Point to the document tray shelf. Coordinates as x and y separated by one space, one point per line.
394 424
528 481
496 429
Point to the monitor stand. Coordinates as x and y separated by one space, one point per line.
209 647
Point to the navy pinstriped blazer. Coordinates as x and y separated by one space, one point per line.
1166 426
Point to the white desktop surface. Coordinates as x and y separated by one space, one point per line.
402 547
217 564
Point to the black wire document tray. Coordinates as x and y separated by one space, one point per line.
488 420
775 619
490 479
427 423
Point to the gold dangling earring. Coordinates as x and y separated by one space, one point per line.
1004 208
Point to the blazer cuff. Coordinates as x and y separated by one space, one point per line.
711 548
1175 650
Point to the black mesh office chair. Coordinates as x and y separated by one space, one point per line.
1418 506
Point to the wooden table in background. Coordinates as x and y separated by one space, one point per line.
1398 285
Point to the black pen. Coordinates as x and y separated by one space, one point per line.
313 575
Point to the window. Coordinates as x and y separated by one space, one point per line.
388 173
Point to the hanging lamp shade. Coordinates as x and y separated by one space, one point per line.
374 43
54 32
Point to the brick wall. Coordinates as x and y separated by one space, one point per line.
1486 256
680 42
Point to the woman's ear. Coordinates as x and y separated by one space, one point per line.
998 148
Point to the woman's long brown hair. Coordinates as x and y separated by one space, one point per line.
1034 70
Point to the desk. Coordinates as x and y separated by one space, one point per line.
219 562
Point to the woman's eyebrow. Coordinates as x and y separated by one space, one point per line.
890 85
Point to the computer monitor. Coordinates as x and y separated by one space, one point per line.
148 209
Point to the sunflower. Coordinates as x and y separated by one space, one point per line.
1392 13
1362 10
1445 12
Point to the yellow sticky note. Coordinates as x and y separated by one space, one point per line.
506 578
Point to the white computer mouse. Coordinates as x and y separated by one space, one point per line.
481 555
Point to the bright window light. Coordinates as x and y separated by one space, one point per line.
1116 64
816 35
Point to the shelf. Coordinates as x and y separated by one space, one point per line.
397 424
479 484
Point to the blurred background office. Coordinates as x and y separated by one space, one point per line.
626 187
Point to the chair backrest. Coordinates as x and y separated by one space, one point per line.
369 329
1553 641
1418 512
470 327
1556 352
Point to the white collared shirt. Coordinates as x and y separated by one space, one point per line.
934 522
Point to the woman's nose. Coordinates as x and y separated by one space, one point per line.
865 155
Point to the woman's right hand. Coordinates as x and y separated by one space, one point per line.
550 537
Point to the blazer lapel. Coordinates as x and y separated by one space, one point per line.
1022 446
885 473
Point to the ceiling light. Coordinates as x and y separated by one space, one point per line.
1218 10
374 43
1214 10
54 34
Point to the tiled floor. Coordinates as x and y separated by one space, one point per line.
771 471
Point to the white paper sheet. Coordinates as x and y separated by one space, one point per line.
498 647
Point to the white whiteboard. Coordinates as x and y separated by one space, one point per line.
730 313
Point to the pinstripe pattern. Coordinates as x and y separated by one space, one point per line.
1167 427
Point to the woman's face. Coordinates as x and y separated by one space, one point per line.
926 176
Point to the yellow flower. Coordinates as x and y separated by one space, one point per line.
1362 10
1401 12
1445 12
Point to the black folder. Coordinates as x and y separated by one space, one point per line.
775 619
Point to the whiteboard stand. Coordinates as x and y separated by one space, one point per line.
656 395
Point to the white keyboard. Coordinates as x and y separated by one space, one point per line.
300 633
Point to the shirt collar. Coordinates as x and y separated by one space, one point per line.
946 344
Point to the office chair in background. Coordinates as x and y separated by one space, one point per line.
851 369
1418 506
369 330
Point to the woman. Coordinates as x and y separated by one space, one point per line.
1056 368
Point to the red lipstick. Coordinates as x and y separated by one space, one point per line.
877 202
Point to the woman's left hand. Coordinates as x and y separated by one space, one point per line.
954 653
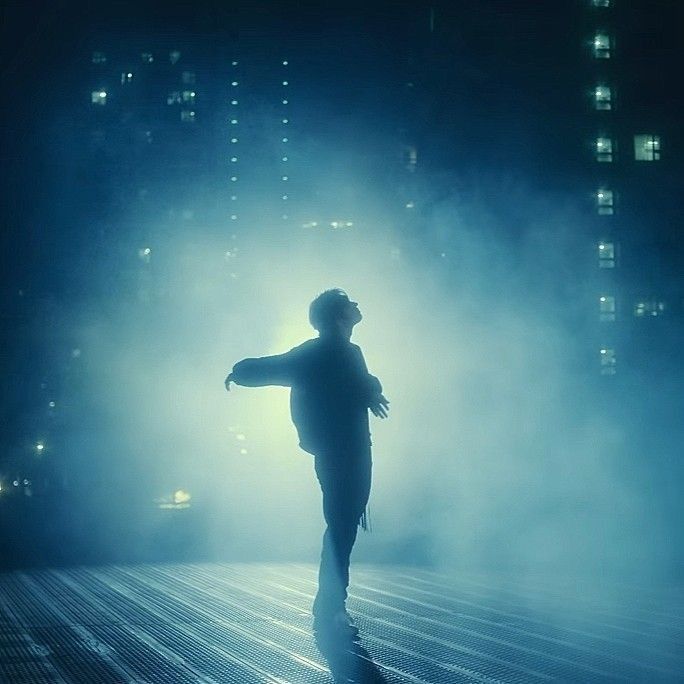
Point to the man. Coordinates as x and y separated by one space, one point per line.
332 391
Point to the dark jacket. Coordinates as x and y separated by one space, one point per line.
331 391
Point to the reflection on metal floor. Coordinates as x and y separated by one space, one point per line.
243 623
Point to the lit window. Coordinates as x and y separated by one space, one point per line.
603 149
647 147
648 306
606 254
602 46
608 361
603 97
606 308
605 202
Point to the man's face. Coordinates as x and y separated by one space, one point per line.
351 313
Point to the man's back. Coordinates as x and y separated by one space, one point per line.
331 391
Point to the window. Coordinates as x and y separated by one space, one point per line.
606 254
646 147
604 149
98 97
605 202
648 306
606 308
608 361
603 97
602 45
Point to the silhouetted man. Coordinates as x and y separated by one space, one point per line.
332 391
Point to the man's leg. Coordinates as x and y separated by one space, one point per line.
345 484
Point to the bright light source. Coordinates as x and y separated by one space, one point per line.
181 496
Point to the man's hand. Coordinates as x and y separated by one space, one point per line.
379 405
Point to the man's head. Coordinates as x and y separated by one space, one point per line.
332 311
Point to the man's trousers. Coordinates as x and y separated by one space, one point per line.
345 479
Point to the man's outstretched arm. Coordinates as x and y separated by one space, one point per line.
266 370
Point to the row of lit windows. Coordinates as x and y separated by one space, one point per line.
646 148
642 308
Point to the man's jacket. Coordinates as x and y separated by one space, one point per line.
331 391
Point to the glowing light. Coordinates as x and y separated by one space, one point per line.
181 496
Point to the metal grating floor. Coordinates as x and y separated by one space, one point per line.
243 623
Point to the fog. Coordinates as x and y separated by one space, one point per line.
501 452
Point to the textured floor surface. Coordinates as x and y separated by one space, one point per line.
243 623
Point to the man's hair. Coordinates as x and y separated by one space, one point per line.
326 308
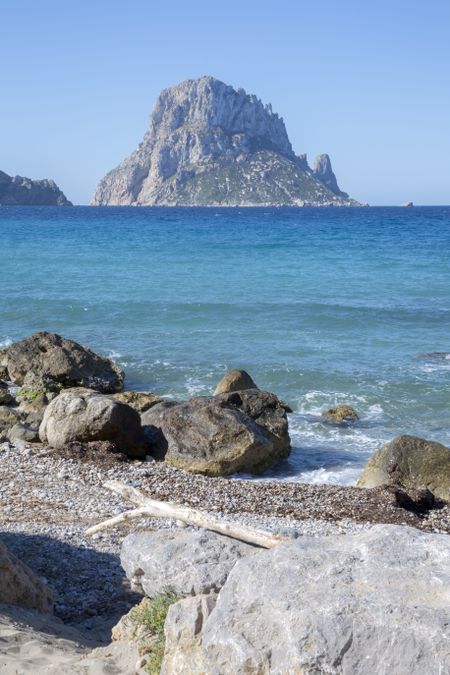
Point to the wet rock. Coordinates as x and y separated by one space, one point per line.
129 628
50 361
84 415
5 396
20 586
411 462
139 400
341 414
234 380
188 562
8 417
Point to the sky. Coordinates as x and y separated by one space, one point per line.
367 82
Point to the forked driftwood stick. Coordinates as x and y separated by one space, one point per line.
157 509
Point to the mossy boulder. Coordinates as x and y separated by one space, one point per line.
139 400
234 380
84 415
411 462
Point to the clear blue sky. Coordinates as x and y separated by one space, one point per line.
368 82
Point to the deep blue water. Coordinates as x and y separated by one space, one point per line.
321 306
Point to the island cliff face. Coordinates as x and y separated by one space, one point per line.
211 145
21 191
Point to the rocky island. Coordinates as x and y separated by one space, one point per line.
21 191
212 145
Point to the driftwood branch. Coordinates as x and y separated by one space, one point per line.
157 509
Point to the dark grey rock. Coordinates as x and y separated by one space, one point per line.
322 171
209 144
375 602
265 409
45 360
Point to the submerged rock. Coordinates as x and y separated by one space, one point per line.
268 411
411 462
234 380
341 414
187 562
83 415
375 602
139 400
183 631
20 586
47 360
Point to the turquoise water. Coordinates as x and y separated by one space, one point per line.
321 306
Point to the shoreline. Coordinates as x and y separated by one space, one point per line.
52 497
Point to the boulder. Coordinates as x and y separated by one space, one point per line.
266 410
50 361
84 415
411 462
152 426
5 396
234 380
207 435
139 400
20 586
183 630
341 414
187 562
8 417
129 628
374 602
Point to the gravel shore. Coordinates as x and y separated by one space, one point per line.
49 498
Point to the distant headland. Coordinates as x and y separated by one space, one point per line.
21 191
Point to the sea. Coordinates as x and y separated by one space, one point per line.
321 306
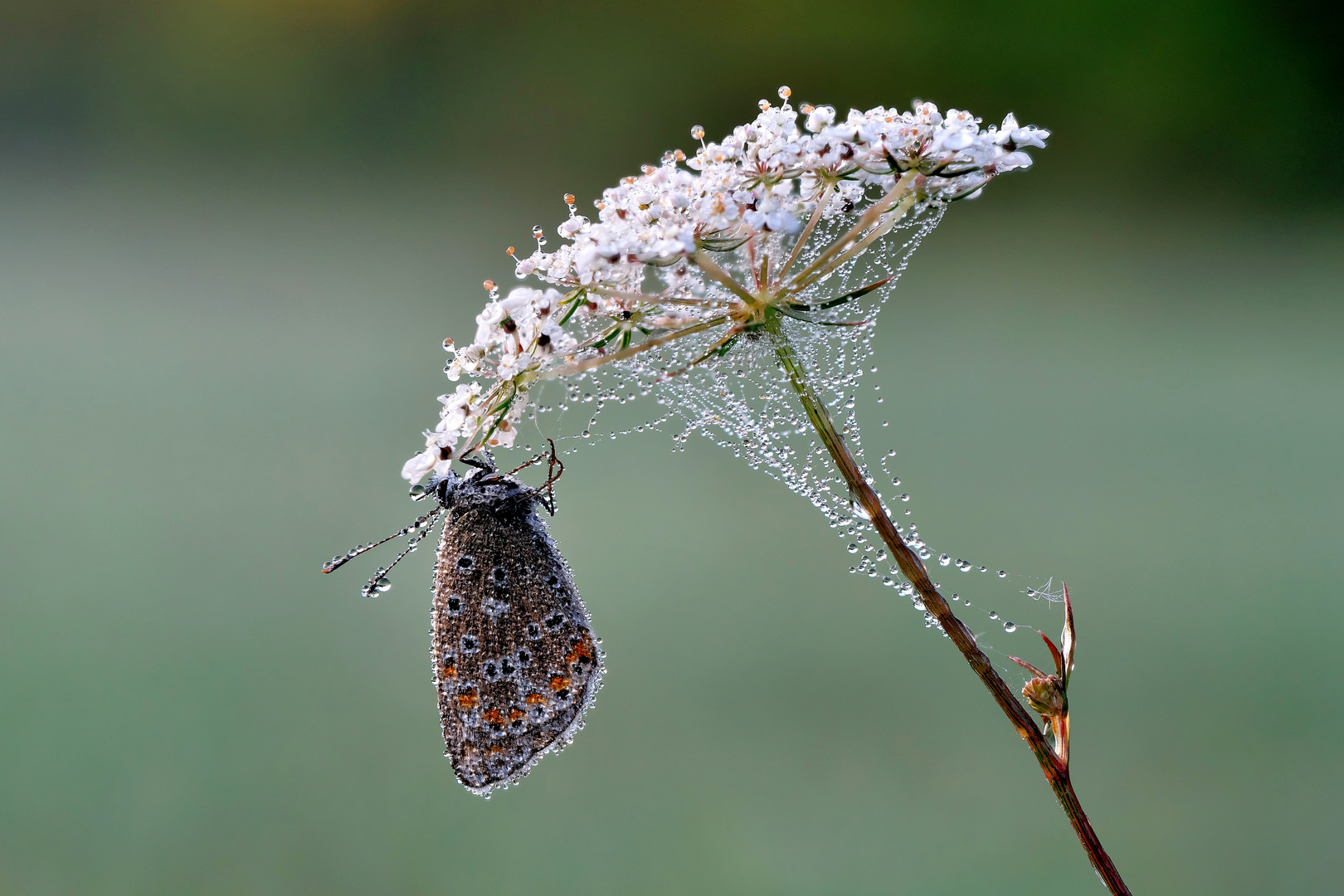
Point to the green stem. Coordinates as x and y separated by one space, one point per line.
914 570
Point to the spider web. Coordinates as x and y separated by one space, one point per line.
743 402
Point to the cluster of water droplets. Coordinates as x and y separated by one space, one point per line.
743 399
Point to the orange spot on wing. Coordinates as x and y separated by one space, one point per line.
582 648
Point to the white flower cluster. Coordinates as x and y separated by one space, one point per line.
514 338
761 183
767 176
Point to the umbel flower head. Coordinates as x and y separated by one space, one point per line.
746 238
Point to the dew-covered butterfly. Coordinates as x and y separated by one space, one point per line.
515 660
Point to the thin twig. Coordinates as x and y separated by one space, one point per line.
914 570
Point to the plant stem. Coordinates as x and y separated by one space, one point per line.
914 570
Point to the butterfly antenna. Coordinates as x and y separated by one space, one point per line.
552 476
342 559
379 581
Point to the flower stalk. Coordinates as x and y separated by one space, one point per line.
728 242
1055 767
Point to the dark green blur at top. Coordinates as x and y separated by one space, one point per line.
233 236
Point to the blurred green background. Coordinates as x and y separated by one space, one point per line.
233 236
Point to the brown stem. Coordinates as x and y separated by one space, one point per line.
914 570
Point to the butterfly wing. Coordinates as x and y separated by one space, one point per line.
515 659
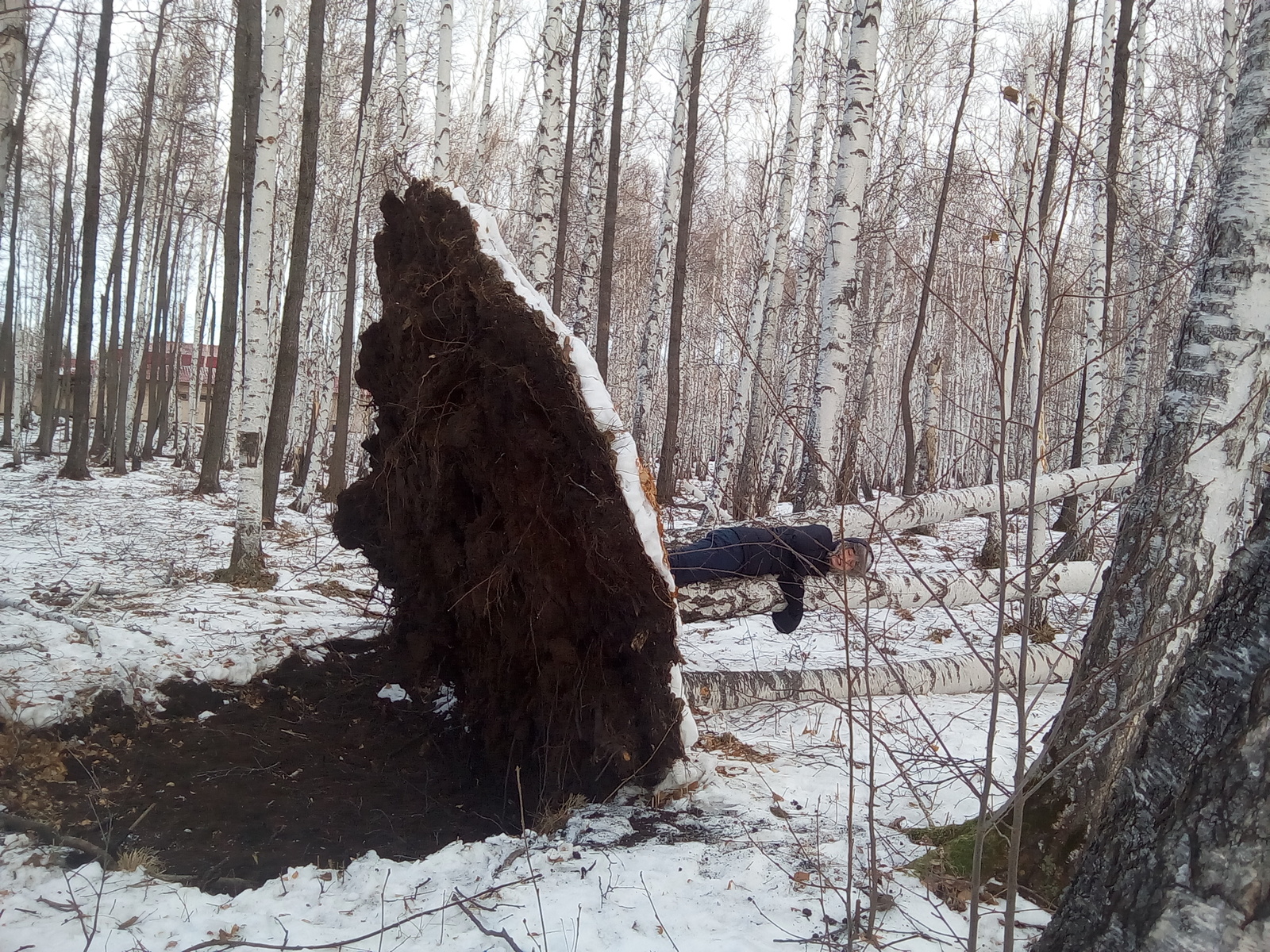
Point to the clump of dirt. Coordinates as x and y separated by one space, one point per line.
302 766
495 513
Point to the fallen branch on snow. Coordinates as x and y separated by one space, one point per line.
22 605
732 598
963 674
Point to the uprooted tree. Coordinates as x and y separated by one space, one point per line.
505 509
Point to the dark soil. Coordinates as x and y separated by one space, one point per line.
302 766
495 512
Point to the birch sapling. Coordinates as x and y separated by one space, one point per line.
751 490
1191 509
584 298
76 460
651 334
548 150
441 121
247 562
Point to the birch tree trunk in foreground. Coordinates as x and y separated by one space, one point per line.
840 286
441 124
1191 508
651 336
1180 862
546 165
247 562
76 460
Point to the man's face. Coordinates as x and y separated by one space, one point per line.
844 559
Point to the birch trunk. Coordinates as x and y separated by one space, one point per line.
962 674
751 492
651 336
298 274
247 562
1180 862
14 22
441 122
840 286
1099 272
548 149
82 385
397 33
713 601
1191 508
487 108
1121 443
584 300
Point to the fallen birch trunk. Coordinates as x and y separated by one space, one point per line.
962 674
892 514
87 628
733 598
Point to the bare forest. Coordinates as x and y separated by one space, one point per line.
512 298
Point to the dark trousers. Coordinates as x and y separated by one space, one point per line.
717 556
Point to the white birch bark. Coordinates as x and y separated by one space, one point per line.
397 35
930 441
840 285
775 264
441 121
1096 287
597 164
1039 535
713 601
959 674
487 108
651 336
257 368
1193 505
14 21
1130 404
548 152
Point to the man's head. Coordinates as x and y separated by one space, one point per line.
851 556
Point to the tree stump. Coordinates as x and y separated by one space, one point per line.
502 516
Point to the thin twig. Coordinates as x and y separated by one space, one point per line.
486 931
341 943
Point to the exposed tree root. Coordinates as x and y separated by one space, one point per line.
495 513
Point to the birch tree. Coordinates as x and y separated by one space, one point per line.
247 562
840 285
1191 509
651 334
751 490
441 124
298 276
548 150
76 460
594 217
14 23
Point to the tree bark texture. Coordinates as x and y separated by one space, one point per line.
1191 505
247 562
82 385
507 514
245 46
609 235
666 482
1180 862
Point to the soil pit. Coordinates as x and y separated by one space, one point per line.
302 766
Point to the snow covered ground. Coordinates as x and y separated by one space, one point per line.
776 848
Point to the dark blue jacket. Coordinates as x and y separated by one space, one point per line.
789 552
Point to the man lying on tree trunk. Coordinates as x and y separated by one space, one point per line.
789 552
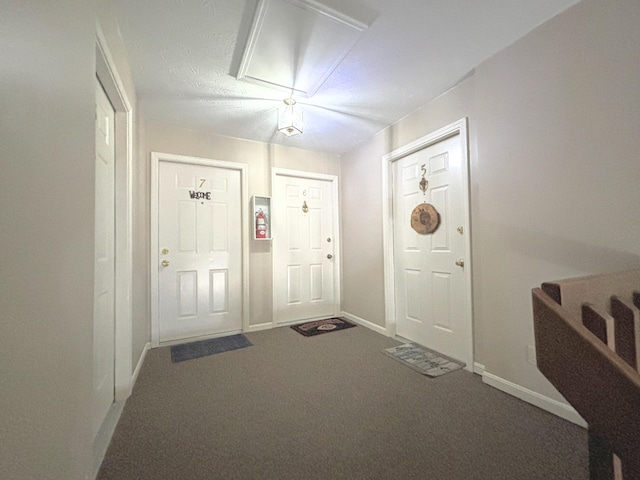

##########

#### Required work
Starting at the line that holds "Point to the white birch", repeat every line through the end of the listing exactly as written, skipping any picture.

#### Output below
Point to the white birch bark. Coordinates as x and y separated by one space, one point per line.
397 35
930 441
840 285
775 264
441 121
1096 287
597 164
1039 535
713 601
959 674
487 108
651 336
257 368
1193 505
14 21
1130 404
548 152
Point to the man's head. Coordinates as x and y separated by one space, one point per line.
851 556
Point to the tree stump. Coordinates as x and y separated by one space, one point per line.
502 516
Point to the thin twig. Coordinates as x and y separated by one space, one point per line.
486 931
341 943
Point to the exposed tree root. Coordinates as x and y separated by one space, one point per line.
495 513
Point to the birch tree. Coordinates as x and y separated by one space, one point per line.
247 562
840 285
1191 509
651 334
751 490
441 124
298 276
548 150
76 460
594 217
14 23
Point to the tree bark texture. Coordinates as x and y separated by one space, one point per line.
1191 505
247 562
82 385
507 514
245 46
609 235
666 482
1180 862
Point to the soil pit. Coordinates as x and y separated by one space, one point per line.
302 766
Point to the snow covered ground. Coordinates as x and y separated by one space, one point per line.
776 848
Point to the dark blue jacket. Coordinates as x and y separated by one space, one point per line.
789 552
Point to the man lying on tree trunk. Coordinates as x and y separated by one space, one point per line.
789 552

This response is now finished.